Material shown =
Content starts
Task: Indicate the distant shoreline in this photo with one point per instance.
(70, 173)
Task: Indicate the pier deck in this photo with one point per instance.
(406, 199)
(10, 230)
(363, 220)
Content ends
To do = Please return all of the entries exactly as they were given.

Output of the exercise =
Task: Indicate the distant shoreline in this photo with one point per instance.
(70, 173)
Task: Indicate the pier deck in this photo with one point per instance.
(406, 199)
(10, 230)
(363, 220)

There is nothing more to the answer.